EXTRACTED INFORMATION:
● ● ● ●
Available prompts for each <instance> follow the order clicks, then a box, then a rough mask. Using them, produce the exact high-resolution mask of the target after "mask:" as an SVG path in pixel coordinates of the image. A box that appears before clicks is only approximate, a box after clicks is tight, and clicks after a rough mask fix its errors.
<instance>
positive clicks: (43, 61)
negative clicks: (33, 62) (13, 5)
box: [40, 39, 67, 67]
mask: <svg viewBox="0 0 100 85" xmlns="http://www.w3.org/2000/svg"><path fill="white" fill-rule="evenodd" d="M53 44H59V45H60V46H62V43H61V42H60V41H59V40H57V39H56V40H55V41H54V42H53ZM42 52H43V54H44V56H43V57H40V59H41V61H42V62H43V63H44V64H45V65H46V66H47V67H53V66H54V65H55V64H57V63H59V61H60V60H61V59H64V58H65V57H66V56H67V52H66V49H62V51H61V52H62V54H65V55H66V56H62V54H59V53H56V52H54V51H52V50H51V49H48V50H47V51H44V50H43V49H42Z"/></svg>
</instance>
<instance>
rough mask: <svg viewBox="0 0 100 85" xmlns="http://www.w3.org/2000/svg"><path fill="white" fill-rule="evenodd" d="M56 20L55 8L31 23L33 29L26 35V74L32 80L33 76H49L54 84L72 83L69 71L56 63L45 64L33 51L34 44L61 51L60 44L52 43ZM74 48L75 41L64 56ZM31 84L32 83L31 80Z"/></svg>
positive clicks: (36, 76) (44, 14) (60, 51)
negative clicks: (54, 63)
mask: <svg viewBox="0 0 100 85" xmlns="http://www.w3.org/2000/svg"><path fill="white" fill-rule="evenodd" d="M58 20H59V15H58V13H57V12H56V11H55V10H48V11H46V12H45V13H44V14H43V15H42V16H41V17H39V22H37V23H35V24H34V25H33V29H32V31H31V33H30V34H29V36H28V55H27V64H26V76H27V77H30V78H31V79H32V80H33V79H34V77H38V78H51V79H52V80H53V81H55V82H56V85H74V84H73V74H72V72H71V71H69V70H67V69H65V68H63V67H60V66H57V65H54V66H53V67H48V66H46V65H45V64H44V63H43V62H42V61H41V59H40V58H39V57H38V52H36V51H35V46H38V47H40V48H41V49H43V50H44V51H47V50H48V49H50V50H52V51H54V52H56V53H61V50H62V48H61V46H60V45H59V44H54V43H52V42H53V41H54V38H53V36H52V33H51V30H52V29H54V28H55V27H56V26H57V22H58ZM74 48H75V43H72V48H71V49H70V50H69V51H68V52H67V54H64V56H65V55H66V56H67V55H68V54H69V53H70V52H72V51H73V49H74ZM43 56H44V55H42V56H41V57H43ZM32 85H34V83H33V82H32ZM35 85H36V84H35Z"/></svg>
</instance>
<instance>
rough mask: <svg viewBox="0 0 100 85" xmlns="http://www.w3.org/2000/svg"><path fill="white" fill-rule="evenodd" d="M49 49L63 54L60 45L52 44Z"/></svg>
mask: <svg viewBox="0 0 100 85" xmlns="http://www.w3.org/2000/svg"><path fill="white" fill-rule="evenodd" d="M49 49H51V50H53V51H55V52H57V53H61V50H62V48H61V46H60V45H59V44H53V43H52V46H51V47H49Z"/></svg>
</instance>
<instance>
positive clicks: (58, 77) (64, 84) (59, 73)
● ● ● ●
TASK INSTRUCTIONS:
Without altering a single word, write out the whole listing.

YOUR SOLUTION:
Available prompts for each <instance> follow the order clicks, then a box, then a rough mask. Using them, produce the exact high-resolution mask of the target after "mask:" as an SVG path in pixel coordinates of the image. A box that appears before clicks is only approximate, a box after clicks is tight, and clicks after a rough mask fix its errors.
<instance>
positive clicks: (43, 61)
negative clicks: (33, 62) (13, 5)
box: [40, 39, 67, 67]
mask: <svg viewBox="0 0 100 85" xmlns="http://www.w3.org/2000/svg"><path fill="white" fill-rule="evenodd" d="M53 44H59V45H60V46H62V43H61V42H60V41H59V40H57V39H56V40H55V41H54V42H53ZM42 52H43V54H44V56H43V57H40V59H41V61H42V62H43V63H44V64H45V65H46V66H47V67H53V66H54V65H55V64H57V63H59V61H60V60H61V59H64V58H65V57H66V56H67V52H66V49H62V51H61V52H62V54H65V55H66V56H62V54H59V53H56V52H54V51H52V50H51V49H48V50H47V51H44V50H43V49H42Z"/></svg>
</instance>
<instance>
rough mask: <svg viewBox="0 0 100 85" xmlns="http://www.w3.org/2000/svg"><path fill="white" fill-rule="evenodd" d="M56 20L55 8L31 23L33 29L26 35V74L32 80L33 76H49L54 84L72 83L69 71L56 63L45 64L33 51L34 44L61 51L60 44L52 43ZM74 48L75 41L64 56ZM31 84L32 83L31 80Z"/></svg>
positive clicks: (36, 76) (44, 14) (60, 51)
negative clicks: (54, 63)
mask: <svg viewBox="0 0 100 85" xmlns="http://www.w3.org/2000/svg"><path fill="white" fill-rule="evenodd" d="M58 20H59V15H58V13H57V12H56V11H55V10H48V11H46V12H45V13H44V14H43V15H42V16H41V17H39V22H37V23H35V24H34V25H33V29H32V31H31V33H30V34H29V36H28V55H27V64H26V76H27V77H30V78H31V79H32V80H33V79H34V77H38V78H51V79H52V80H53V81H55V82H56V85H74V84H73V74H72V72H71V71H69V70H67V69H65V68H63V67H60V66H57V65H54V66H53V67H48V66H46V65H45V64H44V63H43V62H42V61H41V59H40V58H39V57H38V52H36V51H35V46H38V47H40V48H41V49H43V50H44V51H47V50H48V49H50V50H52V51H54V52H56V53H61V50H62V48H61V46H60V45H59V44H54V43H52V42H53V41H54V38H53V36H52V33H51V30H52V29H54V28H55V27H56V26H57V22H58ZM74 48H75V43H72V48H71V49H70V50H69V51H68V52H67V54H64V56H65V55H66V56H67V55H68V54H69V53H70V52H72V51H73V49H74ZM43 56H44V55H42V56H41V57H43ZM32 85H34V83H33V82H32ZM35 85H36V84H35Z"/></svg>
</instance>
<instance>
rough mask: <svg viewBox="0 0 100 85" xmlns="http://www.w3.org/2000/svg"><path fill="white" fill-rule="evenodd" d="M49 49L63 54L60 45L52 44Z"/></svg>
mask: <svg viewBox="0 0 100 85" xmlns="http://www.w3.org/2000/svg"><path fill="white" fill-rule="evenodd" d="M49 49H51V50H53V51H55V52H57V53H61V50H62V48H61V46H60V45H59V44H53V43H52V46H51V47H49Z"/></svg>
</instance>
<instance>
positive clicks: (58, 77) (64, 84) (59, 73)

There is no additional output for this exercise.